Please convert the entries, from the line containing "[point] at the center" through the last line of the entries, into a Markdown table with a Row column holding the row number and a Line column holding the line itself. Leave out blank lines.

** START Raw records **

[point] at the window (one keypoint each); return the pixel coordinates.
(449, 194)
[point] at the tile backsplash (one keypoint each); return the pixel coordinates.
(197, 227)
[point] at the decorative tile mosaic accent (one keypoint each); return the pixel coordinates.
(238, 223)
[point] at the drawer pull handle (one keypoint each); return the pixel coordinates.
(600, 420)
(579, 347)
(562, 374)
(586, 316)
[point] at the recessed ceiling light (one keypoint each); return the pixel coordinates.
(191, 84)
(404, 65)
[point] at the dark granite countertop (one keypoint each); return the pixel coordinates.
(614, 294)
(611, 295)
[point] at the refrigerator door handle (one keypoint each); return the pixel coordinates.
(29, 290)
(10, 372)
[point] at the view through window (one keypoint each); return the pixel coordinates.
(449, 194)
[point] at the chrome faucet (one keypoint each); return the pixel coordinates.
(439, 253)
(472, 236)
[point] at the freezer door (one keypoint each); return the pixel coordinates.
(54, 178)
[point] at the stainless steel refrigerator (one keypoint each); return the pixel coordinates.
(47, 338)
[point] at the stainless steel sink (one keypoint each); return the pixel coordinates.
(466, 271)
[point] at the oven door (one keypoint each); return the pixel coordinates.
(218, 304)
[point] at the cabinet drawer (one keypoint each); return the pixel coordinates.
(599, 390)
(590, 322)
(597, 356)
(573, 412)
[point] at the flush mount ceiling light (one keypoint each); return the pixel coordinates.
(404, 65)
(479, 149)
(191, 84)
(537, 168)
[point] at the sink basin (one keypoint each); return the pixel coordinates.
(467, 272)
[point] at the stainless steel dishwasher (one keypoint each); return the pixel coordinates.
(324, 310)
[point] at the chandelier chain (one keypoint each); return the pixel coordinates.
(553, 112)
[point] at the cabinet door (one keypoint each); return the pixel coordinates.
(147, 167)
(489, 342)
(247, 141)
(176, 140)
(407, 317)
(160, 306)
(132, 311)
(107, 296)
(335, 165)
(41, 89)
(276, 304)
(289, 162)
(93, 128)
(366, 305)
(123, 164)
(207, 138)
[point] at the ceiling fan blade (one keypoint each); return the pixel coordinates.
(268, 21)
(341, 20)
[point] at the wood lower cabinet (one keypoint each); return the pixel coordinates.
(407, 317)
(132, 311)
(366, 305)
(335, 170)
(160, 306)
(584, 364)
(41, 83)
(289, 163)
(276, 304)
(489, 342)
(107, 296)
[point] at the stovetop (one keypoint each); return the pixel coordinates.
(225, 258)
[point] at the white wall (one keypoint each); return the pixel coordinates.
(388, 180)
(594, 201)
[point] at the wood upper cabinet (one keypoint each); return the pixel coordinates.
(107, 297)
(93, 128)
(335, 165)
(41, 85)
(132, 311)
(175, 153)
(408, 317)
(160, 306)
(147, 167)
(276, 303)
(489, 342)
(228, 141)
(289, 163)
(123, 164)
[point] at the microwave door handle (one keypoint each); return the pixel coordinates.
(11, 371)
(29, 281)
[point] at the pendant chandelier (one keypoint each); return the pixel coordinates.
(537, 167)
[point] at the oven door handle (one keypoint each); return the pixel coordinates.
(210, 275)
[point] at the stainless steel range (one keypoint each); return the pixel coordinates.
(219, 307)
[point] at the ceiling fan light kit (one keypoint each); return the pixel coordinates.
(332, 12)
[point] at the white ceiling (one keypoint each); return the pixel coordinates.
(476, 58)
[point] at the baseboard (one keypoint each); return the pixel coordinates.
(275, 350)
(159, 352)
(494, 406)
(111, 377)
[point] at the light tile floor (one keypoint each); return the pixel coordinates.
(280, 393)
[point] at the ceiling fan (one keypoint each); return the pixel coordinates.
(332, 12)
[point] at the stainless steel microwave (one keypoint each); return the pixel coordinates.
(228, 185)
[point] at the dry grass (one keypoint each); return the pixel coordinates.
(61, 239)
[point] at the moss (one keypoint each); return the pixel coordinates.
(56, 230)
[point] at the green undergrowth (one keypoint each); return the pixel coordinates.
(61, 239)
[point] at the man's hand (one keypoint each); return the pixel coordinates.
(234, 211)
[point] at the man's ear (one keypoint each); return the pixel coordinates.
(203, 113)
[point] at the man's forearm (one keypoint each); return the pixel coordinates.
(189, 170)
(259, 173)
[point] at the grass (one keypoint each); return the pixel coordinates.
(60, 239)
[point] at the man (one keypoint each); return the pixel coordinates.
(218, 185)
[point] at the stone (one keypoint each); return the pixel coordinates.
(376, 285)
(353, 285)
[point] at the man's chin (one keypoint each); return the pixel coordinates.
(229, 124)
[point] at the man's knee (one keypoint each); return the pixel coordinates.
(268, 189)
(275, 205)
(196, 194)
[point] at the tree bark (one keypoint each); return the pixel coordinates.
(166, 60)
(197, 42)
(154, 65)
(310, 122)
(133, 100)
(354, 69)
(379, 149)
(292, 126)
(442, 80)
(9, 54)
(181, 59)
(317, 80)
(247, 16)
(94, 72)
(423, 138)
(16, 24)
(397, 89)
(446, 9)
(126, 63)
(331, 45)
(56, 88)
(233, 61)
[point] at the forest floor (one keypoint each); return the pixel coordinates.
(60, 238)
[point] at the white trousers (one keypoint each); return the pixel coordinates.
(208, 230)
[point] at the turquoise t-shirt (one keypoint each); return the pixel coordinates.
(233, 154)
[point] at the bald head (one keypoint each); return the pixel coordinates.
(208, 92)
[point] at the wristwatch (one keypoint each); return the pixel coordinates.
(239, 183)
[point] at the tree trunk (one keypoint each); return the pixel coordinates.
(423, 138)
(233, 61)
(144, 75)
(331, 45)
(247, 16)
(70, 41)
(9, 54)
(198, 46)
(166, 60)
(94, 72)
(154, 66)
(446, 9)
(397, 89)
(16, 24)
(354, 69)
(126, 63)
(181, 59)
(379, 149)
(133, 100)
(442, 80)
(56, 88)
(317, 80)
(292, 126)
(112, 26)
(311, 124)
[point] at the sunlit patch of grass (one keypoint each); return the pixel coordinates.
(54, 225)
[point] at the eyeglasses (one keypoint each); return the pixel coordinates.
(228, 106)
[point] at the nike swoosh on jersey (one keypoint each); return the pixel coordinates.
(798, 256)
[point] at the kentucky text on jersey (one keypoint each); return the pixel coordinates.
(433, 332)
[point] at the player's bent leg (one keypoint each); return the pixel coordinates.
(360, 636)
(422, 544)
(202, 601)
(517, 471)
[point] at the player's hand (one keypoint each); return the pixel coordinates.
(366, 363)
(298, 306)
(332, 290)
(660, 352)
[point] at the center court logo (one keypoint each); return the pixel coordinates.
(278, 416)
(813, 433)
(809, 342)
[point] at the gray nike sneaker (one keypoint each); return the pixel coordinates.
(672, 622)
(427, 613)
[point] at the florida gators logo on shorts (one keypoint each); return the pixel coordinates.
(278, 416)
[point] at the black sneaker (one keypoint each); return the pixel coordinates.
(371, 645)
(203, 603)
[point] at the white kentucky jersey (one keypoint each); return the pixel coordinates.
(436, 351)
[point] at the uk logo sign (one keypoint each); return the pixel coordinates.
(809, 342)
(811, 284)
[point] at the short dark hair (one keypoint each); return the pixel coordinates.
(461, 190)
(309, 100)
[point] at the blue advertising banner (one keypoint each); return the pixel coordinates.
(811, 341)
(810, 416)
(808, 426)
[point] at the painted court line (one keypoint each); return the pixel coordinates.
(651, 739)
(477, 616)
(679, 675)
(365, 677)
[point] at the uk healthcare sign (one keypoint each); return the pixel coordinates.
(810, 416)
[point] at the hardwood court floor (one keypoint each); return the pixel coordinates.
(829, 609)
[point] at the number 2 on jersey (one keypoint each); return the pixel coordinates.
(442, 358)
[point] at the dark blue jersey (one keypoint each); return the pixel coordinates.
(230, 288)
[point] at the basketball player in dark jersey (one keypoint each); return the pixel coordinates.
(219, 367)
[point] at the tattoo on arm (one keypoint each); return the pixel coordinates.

** END Raw records **

Solution to this task -
| Row | Line |
|---|---|
| 1 | [point] at the center court logo (one keypoint each); return the pixel coordinates. |
| 2 | (278, 416) |
| 3 | (813, 433) |
| 4 | (809, 342) |
| 5 | [point] at the gray nike sneaker (one keypoint each); return the pixel coordinates. |
| 6 | (672, 622) |
| 7 | (427, 613) |
| 8 | [point] at the florida gators logo on shorts (one keypoint each); return the pixel coordinates. |
| 9 | (278, 416) |
| 10 | [point] at the black sneaker (one keypoint each); return the pixel coordinates. |
| 11 | (371, 645) |
| 12 | (203, 603) |
| 13 | [point] at the white kentucky jersey (one keypoint each); return the pixel coordinates. |
| 14 | (436, 351) |
| 15 | [point] at the uk logo sign (one keypoint each); return the pixel coordinates. |
| 16 | (809, 342) |
| 17 | (811, 284) |
| 18 | [point] at the short dark hair (one keypoint each); return the pixel coordinates. |
| 19 | (461, 190) |
| 20 | (309, 100) |
| 21 | [point] at the blue advertising banner (one keypoint each); return the pixel coordinates. |
| 22 | (811, 341) |
| 23 | (810, 416) |
| 24 | (808, 426) |
| 25 | [point] at the painted court line (one keypoint each); return the pixel coordinates. |
| 26 | (651, 739) |
| 27 | (477, 616) |
| 28 | (679, 675) |
| 29 | (365, 677) |
| 30 | [point] at the uk healthcare sign (one keypoint each); return the pixel coordinates. |
| 31 | (810, 416) |
| 32 | [point] at the hardwood court floor (one keypoint each); return the pixel coordinates. |
| 33 | (829, 609) |
| 34 | [point] at the number 2 on jersey (one keypoint each); return the pixel coordinates. |
| 35 | (442, 358) |
| 36 | [point] at the dark blue jersey (one keypoint each); return the pixel coordinates. |
| 37 | (230, 288) |
| 38 | [point] at the basketball player in dark jersey (one keypoint each); return the pixel coordinates. |
| 39 | (219, 367) |
| 40 | [point] at the tattoo on arm (one keypoint each); return the pixel coordinates. |